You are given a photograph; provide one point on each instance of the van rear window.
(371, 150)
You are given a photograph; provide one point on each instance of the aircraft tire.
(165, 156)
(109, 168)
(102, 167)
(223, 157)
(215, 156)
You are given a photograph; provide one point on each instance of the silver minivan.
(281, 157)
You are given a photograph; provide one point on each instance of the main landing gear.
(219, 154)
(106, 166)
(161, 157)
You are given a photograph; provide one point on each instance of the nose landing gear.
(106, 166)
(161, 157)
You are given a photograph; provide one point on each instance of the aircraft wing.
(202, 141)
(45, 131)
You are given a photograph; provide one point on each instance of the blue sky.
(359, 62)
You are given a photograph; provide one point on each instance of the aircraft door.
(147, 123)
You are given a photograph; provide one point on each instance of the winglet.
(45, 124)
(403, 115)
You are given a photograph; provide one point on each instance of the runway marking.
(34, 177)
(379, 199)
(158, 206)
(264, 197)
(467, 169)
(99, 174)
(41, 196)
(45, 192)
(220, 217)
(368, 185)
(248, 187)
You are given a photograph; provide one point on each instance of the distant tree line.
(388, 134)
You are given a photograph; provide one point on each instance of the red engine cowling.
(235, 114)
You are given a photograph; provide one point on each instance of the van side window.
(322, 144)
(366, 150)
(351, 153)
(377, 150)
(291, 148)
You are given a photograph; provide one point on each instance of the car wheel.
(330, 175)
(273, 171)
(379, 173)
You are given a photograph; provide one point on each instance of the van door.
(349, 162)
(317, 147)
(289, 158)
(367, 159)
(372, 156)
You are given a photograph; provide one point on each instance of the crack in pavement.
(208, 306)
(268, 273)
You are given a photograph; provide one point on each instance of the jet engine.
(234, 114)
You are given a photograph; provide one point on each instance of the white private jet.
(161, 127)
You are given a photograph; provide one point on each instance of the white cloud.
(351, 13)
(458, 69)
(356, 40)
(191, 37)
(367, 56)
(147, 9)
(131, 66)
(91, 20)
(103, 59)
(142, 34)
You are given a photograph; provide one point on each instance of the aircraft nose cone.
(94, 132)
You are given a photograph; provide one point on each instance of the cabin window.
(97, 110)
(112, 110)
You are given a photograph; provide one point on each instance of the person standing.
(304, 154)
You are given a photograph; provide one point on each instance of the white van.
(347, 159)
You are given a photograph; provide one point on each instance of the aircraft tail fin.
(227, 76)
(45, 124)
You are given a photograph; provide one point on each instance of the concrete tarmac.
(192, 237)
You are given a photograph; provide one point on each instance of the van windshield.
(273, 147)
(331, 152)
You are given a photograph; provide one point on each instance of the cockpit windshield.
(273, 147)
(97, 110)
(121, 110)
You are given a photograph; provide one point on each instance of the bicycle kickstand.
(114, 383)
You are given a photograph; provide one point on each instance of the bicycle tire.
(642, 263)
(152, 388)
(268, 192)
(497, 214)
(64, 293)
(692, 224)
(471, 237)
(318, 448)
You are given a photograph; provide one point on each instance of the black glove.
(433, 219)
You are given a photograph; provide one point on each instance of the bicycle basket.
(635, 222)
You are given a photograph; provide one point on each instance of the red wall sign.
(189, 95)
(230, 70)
====
## Instructions to follow
Would you please repeat the entire listing above exactly?

## Result of this exercise
You are given a photograph; provide one point on each instance of the van rear window.
(371, 150)
You are given a photograph; provide one point on each instance of the aircraft tire.
(165, 156)
(109, 168)
(102, 167)
(223, 157)
(215, 156)
You are given a photograph; provide one point on each instance of the silver minivan.
(281, 157)
You are given a photograph; provide one point on each instance of the main landing gear.
(219, 154)
(106, 166)
(161, 157)
You are given a photograph; provide one point on each instance of the nose landing gear.
(106, 166)
(161, 157)
You are given a photograph; provide one point on each instance of the aircraft wing.
(202, 141)
(45, 131)
You are given a photograph; provide one point on each instance of the blue sky.
(359, 62)
You are given a photograph; provide one point on each instance of the aircraft door.
(147, 123)
You are given a photograph; provide one point on each instance of the winglet.
(45, 124)
(403, 115)
You are given a photograph; provide one point on each instance of the runway marking.
(34, 177)
(379, 199)
(158, 206)
(264, 197)
(467, 169)
(99, 174)
(41, 196)
(45, 192)
(220, 217)
(368, 185)
(248, 187)
You are given a photograph; provide one point on each instance of the distant tree line.
(388, 134)
You are given a photograph; provide one point on each instance of the red engine cowling.
(235, 114)
You are given a photograph; provide one point on each instance of the van side window.
(322, 144)
(366, 150)
(351, 153)
(377, 150)
(291, 148)
You are given a photograph; provide one point on each instance of the car wheel.
(330, 175)
(273, 171)
(379, 173)
You are given a photograph; provide one point on each instance of the van door.
(349, 162)
(317, 147)
(289, 158)
(367, 159)
(372, 156)
You are given a photograph; provide one point on each instance of the crack in pavement.
(208, 306)
(268, 273)
You are given a photograph; provide one point on each instance of the jet engine.
(234, 114)
You are given a photograph; provide one point on each instance of the white private jet.
(161, 127)
You are given a photograph; provide one point on each instance of the white cloud.
(351, 13)
(458, 69)
(356, 40)
(191, 37)
(367, 56)
(147, 9)
(131, 66)
(91, 20)
(103, 59)
(142, 34)
You are given a photograph; provide one point on each instance of the aircraft nose cone.
(94, 132)
You are given a photograph; provide one point on each instance of the cabin window.
(97, 110)
(112, 110)
You are given a photograph; provide one point on each instance of the person standing.
(304, 154)
You are given a photograph; provide one point on each instance of the white van.
(347, 159)
You are given a photograph; provide one point on each instance of the aircraft tail fin.
(227, 76)
(45, 124)
You are given a photograph; provide one point on each instance of the concrete tarmac.
(192, 237)
You are given a photograph; provide one point on each instance of the van windshield.
(273, 147)
(331, 152)
You are given a photograph; provide one point on each instance of the cockpit windshield.
(273, 147)
(97, 110)
(121, 110)
You are given a photograph; provide one point on each instance of the bicycle kickstand.
(114, 383)
You are given a photograph; provide one point on each instance of the bicycle tire.
(642, 263)
(152, 388)
(268, 192)
(497, 214)
(64, 293)
(692, 224)
(471, 237)
(318, 448)
You are given a photograph; provide one point on each instance of the black glove.
(433, 219)
You are given a photograph; provide one point on each instance of the bicycle basket.
(635, 222)
You are given a photograph; provide one point on each instance of the red wall sign.
(189, 95)
(230, 70)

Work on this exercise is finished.